Exercise |
Copy each line of the records that includes "target".

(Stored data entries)
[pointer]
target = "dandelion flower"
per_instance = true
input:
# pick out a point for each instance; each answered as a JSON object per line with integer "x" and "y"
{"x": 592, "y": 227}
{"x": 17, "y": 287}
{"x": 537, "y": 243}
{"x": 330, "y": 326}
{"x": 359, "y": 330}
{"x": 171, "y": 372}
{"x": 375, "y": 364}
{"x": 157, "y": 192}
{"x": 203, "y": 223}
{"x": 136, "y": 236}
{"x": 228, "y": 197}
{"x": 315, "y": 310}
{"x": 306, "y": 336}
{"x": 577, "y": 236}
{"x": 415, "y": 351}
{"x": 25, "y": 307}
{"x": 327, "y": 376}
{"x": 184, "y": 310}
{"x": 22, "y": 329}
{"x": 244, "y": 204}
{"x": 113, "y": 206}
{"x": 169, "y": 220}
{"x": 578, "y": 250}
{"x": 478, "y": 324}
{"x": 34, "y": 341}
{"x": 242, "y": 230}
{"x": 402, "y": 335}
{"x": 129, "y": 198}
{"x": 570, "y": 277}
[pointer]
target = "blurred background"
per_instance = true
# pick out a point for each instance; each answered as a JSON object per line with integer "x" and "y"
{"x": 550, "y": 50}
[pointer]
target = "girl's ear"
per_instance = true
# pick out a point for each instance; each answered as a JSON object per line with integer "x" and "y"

Task solution |
target = "dandelion flower"
target = "blurred background"
target = "girl's ear"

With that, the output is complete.